[EXERCISE INSTRUCTIONS]:
For this exercise, repeat the records below exactly and omit every picture.

[DATA FOR THIS TASK]:
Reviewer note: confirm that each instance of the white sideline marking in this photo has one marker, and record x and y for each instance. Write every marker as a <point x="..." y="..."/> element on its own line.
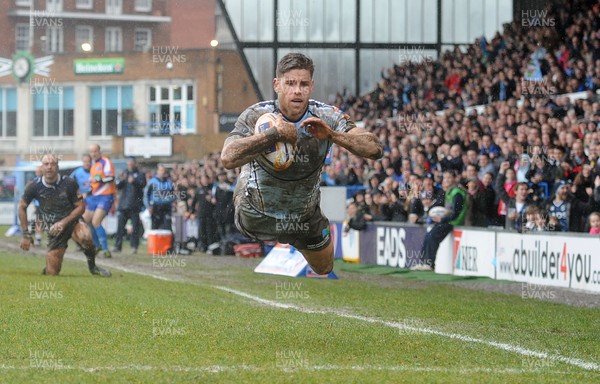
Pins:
<point x="235" y="368"/>
<point x="590" y="366"/>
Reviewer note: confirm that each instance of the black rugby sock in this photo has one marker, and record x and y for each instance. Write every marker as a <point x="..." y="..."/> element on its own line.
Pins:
<point x="90" y="255"/>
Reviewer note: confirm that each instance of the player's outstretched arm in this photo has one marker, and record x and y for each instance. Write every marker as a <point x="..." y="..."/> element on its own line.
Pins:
<point x="358" y="140"/>
<point x="239" y="150"/>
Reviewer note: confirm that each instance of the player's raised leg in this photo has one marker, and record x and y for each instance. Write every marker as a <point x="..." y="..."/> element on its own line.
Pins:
<point x="321" y="261"/>
<point x="82" y="236"/>
<point x="54" y="259"/>
<point x="87" y="217"/>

[ANSWER SPACE]:
Reviewer note: confirm that each instance of the white sideline marking in this photo has one marker, and record x and y for each instance. Write every marker as a <point x="..." y="..."/> element on its own line.
Pins:
<point x="235" y="368"/>
<point x="590" y="366"/>
Reviewer note: confirm that each instance of the black rugby sock in this photo has one marker, and record x and y for each instance. Write every marker as a <point x="..." y="..."/> element on its own line.
Pins:
<point x="90" y="255"/>
Reviewer note: confirm that each instance of the player's outstretched arm in this photo has one marker, and record x and y for each instance. Write every marker as a <point x="..." y="..."/> element on its own line.
Pins:
<point x="358" y="140"/>
<point x="239" y="150"/>
Reviewer note: confirm that each instance of the player's raised leg in this photo has one marker, and record x and y for each instance. Write every marker as a <point x="..." y="..."/> element on its own line.
Pins:
<point x="321" y="261"/>
<point x="82" y="236"/>
<point x="54" y="259"/>
<point x="87" y="217"/>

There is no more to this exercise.